# Yönerge A
Kayıtlarda "window" dizesinin geçtiği bütün satırları topla. Büyük ve küçük harf ayrımı gözetilmelidir.

# Sayfa alıntısı
# # # # # # #
CİZRE VE DİYARBAKIR’IN MESELESİ DEĞİL!
Bu asimilasyonun sadece bölge halkının sorunu olmadığını vurgulayan Karacabey, sözlerini şöyle sürdürdü: “Kimsenin bir topluma ait değerler sistemini bu kadar kolay yok etmeye hakkı yok. Çünkü onula nefes alıyor, onunla yaşıyor. Bu kadar baskın olanın her alanı ele geçirme arzusu, bizi tek renkli, gri, sevimsiz ve hepimizin mutsuz olduğu bir ülkede yaşamaya mahrum bırakıyor. Bu sadece Cizre’nin, Batman’ın, Diyarbakır’ın meselesi değil. Bundan biz de mutlu değiliz. ”
# # # # # # #
# Veri satırları

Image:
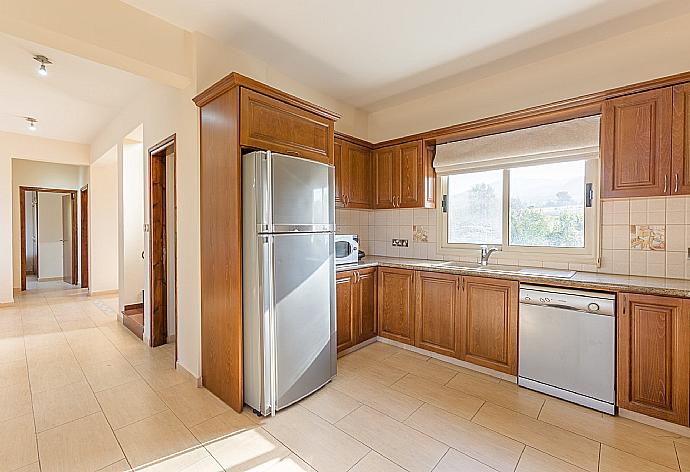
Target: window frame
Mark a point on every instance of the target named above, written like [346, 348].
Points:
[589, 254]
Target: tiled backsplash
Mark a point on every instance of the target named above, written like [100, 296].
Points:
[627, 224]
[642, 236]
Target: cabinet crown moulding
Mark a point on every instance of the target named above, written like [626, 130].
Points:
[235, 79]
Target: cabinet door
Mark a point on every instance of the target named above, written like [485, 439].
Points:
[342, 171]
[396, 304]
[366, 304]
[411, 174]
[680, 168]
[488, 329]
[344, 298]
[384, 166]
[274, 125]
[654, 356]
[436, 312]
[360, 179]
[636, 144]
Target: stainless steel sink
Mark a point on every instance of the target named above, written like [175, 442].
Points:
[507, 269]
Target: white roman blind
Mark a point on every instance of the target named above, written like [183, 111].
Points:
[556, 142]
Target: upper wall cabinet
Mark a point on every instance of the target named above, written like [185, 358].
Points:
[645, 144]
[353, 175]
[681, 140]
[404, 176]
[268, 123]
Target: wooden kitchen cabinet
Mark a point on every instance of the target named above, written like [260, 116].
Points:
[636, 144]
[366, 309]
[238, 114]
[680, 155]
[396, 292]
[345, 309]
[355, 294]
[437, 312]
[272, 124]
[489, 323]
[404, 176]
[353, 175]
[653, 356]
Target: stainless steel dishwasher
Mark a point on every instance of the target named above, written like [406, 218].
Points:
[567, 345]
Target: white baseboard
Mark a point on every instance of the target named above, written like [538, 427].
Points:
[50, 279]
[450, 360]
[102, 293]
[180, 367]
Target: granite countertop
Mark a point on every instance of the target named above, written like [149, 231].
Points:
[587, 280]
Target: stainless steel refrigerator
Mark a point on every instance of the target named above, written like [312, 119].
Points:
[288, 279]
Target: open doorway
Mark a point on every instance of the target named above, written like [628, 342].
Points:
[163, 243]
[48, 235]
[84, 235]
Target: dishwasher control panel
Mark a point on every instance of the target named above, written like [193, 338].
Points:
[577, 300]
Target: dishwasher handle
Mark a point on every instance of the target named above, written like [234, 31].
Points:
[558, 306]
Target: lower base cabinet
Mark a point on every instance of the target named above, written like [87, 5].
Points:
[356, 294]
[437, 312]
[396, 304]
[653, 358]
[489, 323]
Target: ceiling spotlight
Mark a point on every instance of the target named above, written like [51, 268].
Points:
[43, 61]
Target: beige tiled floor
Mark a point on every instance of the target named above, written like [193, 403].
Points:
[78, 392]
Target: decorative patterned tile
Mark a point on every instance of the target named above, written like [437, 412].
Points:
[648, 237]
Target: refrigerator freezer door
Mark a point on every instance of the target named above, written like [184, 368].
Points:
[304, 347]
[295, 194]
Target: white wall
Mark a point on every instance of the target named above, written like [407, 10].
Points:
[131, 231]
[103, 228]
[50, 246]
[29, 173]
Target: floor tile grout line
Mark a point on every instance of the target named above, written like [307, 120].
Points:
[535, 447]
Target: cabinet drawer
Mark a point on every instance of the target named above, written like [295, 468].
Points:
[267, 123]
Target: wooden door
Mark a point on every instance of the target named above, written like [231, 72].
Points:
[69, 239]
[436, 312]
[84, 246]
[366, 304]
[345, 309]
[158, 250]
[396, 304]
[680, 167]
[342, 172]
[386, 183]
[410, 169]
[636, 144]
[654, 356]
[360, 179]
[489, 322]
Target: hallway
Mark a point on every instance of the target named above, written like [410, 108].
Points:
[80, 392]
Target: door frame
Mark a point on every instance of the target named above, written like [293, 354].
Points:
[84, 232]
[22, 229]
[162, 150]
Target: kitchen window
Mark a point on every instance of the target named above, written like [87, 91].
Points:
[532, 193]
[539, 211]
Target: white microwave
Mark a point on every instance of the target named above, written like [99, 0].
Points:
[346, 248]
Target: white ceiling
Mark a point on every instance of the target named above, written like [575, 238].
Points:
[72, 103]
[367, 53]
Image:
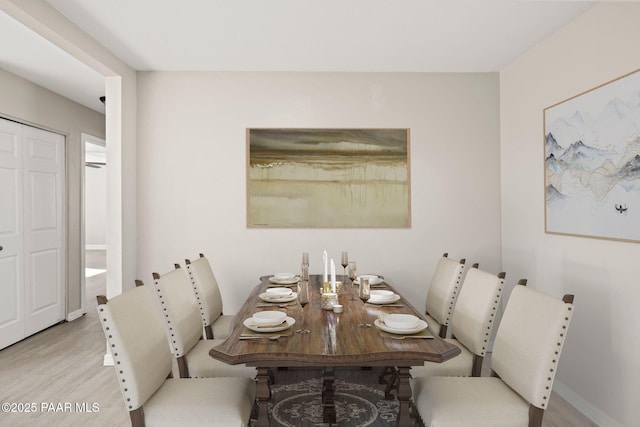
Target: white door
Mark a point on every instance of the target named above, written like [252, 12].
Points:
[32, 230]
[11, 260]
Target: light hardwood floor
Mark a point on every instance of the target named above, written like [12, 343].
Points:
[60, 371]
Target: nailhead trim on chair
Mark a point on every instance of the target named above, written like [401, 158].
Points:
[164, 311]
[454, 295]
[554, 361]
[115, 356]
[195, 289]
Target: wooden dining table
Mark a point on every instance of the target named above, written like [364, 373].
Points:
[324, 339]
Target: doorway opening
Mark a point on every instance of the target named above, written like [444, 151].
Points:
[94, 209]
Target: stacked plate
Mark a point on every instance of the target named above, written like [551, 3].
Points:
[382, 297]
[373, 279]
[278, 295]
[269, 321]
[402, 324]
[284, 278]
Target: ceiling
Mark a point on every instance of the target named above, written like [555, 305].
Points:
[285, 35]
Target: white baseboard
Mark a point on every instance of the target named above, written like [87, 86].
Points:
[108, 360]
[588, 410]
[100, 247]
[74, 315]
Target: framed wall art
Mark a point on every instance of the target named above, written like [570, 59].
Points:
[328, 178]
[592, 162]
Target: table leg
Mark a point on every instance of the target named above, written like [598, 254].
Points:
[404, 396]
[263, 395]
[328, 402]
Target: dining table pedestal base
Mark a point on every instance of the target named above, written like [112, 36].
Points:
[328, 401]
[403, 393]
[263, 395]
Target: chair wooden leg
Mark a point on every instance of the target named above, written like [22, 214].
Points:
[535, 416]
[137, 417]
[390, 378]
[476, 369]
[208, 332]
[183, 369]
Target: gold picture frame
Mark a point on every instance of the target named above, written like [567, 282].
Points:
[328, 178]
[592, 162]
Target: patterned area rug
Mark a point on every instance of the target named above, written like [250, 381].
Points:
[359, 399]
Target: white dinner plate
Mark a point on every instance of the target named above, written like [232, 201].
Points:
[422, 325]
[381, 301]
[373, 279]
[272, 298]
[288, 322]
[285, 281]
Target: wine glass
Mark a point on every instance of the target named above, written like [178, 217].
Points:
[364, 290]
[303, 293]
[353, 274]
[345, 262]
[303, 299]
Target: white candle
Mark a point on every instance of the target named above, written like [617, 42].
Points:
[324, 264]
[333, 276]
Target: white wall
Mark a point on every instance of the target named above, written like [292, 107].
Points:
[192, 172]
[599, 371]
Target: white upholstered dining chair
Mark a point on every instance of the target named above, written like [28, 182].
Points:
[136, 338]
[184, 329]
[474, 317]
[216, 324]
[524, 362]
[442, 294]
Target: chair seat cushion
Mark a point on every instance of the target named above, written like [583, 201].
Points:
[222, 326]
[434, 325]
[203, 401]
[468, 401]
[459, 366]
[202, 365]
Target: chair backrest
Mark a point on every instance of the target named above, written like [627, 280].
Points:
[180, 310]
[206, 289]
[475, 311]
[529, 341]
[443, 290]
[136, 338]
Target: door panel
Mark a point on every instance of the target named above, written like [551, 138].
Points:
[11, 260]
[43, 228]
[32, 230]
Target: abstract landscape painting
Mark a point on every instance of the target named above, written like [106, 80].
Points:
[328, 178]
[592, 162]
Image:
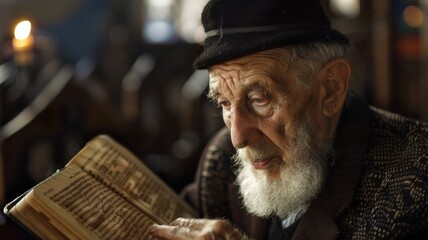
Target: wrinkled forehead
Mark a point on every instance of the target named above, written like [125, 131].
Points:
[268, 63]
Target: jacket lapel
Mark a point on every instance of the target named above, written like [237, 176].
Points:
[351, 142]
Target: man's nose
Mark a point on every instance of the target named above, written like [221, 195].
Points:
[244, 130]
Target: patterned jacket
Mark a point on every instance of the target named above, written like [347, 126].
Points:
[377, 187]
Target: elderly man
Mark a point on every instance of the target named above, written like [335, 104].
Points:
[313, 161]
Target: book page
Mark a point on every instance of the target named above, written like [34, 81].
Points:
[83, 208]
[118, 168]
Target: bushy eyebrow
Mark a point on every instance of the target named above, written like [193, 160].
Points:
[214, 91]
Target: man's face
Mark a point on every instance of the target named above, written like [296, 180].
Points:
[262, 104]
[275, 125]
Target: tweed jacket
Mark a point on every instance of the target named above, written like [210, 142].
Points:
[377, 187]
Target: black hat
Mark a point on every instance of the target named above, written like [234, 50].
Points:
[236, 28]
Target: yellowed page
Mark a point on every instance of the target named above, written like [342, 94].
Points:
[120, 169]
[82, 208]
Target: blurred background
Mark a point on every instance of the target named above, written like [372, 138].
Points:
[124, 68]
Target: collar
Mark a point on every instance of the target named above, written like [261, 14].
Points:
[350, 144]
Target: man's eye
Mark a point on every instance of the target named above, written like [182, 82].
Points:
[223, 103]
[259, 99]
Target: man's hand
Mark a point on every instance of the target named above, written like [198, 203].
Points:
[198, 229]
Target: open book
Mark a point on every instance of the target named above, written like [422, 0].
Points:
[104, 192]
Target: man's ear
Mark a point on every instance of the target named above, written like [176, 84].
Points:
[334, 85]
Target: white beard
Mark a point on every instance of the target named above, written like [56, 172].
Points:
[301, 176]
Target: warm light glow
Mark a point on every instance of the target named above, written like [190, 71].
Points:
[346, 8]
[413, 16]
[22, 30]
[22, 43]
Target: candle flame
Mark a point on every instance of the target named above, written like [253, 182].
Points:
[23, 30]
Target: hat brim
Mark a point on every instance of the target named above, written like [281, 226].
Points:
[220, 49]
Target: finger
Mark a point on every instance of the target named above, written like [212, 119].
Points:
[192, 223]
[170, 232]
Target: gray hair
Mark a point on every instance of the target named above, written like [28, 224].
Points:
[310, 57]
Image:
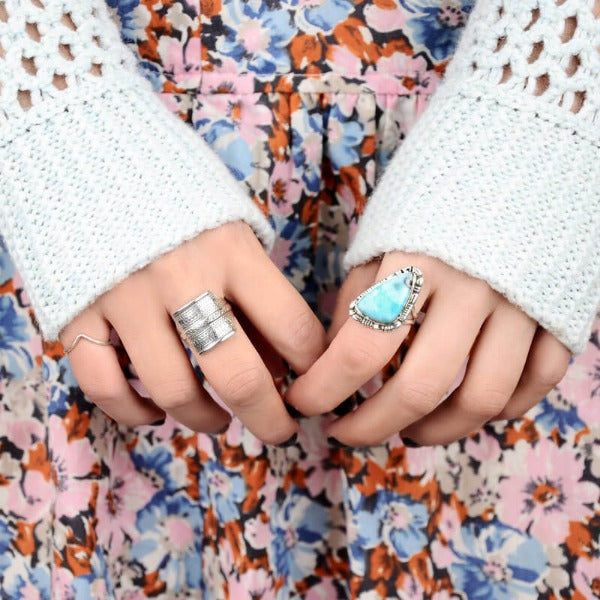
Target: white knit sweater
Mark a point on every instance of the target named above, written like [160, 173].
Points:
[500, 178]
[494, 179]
# # # # # # #
# Yönerge B
Asimilasyonu konu alan metnin devamını, bittiği yerden itibaren yaz.

# Sonuç A
Target: window frame
Target: kitchen window

# Sonuç B
‘TEK TİPE HAPSETME ANLAYIŞI’
Karacabey, bölgedeki hafızanın silinmek istemesine karşılık tepkisini şu sözlerle ifade etti: “Geçmiş bu kadar vandalca, isteyerek, bilerek yok edildiğinde, diyorsun ki ‘ben fethettim burayı sana ait her şeyi ortadan kaldırıyorum ve sen bu yıkıntılar arasında şarkını da söyleme, ben buradan başka bir hikayeyi anlatacağım.’ Ne hikayesi anlatacaksın? Anlatacak bir hikayemiz yok bizim, kalmadı. Ortak bir hikayemiz yok. Bırakın millet kendi hikayelerini anlatsın. Ne olabilir ki? Ruhumuzu, kültürel dokuyu aşındırarak, hepimizi tek tipin içinde hapsetme anlayışları var. Ülkeyi cezaevine dönüştürme içerisindeler.”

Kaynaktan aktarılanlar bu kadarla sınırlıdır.